* SOURCE *
######
As part of their first motion for certification, Plaintiffs’ expert proposed using a conjoint survey or a direct method survey to measure the value consumers assign to the so-called “safety claim.” In August 2015, a federal judge denied class certification in the matter, finding that plaintiffs had not demonstrated that damages could be calculated on a class-wide basis using these approaches. The Court ruled that that the correct measure of damages is the difference between the price consumers paid and the price that would have been paid in the market absent the alleged misrepresentation. She concluded that the proposed surveys would only measure consumers’ subjective value from a demand side perspective, ignoring supply side and market factors that would affect both actual and “but-for” prices.

Plaintiffs were allowed to submit a revised damages approach in a second motion. Their expert re-proposed conducting a conjoint/direct survey but added a third “hybrid” option, which was to combine the survey with a statistical technique known as Bayesian hedonic regression. Plaintiffs’ expert claimed that hedonic regression could be used to explain observed e-cigarette prices as a function of their quantitative attributes (e.g., brand, number of puffs, battery life), as well as more qualitative attributes (e.g., taste and the “safety claim”). The more qualitative attributes would be estimated using conjoint analysis. NERA Senior Vice President Dr. Kent Van Liere was retained by NJOY to rebut the proposed conjoint survey and Senior Vice President Dr. Denise Martin was retained to rebut the Bayesian hedonic regression. Dr. Van Liere described to the Court why the proposed conjoint survey was flawed and would generate unreliable results. Dr. Martin explained that the strict market conditions in which hedonic regression was applicable did not exist, and that these deficiencies could not be cured by supplementing the regression with the results of a flawed conjoint analysis.  

A new judge was assigned to the matter and ruled that the new conjoint and direct surveys suffered the same limitation of being demand-side only, and thus were not tied to the market price. Moreover, citing Dr. Martin’s testimony in several places, he concluded that “the proposed Bayesian hedonic regression model is simply not designed to measure only those damages attributable to NJOY’s misrepresentations and/or omissions, and thus does not satisfy Comcast.” Consequently, he denied certification on the grounds that Plaintiffs had not established that they could measure class-wide damages tied to the theory of liability.
######
* ENTRIES PROVIDED *
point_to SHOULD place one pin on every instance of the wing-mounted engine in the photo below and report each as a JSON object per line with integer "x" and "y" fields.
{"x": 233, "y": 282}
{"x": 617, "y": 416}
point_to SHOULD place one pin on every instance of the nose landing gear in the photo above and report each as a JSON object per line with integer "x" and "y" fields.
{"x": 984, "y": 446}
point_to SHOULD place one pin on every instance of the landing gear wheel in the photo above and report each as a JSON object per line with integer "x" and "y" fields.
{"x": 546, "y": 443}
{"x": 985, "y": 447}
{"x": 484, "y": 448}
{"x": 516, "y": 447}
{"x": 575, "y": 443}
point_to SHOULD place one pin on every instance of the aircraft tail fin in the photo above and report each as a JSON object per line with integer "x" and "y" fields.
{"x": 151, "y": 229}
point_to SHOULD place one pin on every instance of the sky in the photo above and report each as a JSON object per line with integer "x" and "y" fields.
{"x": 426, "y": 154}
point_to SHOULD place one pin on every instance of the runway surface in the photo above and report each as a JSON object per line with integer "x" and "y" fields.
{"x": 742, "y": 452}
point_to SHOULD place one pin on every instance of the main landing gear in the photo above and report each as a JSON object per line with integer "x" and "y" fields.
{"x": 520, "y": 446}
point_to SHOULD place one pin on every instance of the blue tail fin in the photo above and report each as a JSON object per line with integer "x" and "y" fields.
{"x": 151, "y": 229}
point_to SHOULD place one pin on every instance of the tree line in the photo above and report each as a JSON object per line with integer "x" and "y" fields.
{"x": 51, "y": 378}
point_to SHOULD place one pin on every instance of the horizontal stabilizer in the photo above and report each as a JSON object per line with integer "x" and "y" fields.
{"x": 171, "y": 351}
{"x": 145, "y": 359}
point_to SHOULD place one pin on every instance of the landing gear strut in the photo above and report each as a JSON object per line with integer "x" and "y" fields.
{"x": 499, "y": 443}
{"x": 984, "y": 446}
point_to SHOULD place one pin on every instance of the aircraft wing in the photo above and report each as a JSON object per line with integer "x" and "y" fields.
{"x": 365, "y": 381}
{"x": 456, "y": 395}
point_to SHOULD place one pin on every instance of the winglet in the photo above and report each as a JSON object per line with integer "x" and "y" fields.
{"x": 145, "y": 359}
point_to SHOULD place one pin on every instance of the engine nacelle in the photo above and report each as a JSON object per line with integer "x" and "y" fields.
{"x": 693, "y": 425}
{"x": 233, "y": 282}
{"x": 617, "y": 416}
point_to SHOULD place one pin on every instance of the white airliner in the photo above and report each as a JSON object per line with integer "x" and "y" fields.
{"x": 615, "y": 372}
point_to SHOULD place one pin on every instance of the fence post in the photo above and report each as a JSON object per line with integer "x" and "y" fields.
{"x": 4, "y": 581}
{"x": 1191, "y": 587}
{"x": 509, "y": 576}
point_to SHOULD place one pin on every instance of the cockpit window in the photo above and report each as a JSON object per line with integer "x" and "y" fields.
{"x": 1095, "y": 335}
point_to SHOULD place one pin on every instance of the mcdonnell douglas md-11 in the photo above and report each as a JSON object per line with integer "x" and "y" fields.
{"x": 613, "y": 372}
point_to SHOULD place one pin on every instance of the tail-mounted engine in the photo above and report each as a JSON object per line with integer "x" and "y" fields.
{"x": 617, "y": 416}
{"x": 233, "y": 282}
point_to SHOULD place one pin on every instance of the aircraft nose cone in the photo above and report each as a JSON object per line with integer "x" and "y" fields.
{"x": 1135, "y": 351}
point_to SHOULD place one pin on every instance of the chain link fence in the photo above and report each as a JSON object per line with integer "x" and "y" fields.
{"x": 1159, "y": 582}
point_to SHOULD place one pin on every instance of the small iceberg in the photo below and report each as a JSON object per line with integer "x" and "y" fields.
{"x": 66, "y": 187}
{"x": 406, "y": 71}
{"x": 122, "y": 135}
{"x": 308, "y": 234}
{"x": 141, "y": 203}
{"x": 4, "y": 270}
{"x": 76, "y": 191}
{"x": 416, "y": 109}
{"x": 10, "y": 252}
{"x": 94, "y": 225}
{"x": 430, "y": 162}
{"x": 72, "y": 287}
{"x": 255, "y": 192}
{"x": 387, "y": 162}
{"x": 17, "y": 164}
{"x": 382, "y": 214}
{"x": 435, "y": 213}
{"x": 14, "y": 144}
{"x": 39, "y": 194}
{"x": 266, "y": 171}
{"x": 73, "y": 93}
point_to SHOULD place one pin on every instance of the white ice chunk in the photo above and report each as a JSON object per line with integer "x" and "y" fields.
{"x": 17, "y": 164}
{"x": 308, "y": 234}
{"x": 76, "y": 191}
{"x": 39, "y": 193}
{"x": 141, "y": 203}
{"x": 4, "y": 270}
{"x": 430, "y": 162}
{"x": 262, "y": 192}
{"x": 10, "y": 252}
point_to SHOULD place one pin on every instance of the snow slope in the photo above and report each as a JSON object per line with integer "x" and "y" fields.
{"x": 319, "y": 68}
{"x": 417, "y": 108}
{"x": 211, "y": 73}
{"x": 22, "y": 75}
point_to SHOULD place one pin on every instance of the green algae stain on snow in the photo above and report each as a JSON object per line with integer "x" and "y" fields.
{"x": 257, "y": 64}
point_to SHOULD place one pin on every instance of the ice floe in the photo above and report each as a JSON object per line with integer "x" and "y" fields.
######
* GOAL *
In the passage on the NJOY class certification, which e-cigarette attributes does the plaintiffs' expert list as examples that hedonic regression could use to explain observed prices?

* FINISHED EXERCISE *
- Brand
- Number of puffs
- Battery life
- Taste
- The "safety claim"

The first three are given as quantitative attributes, and the last two as more qualitative ones.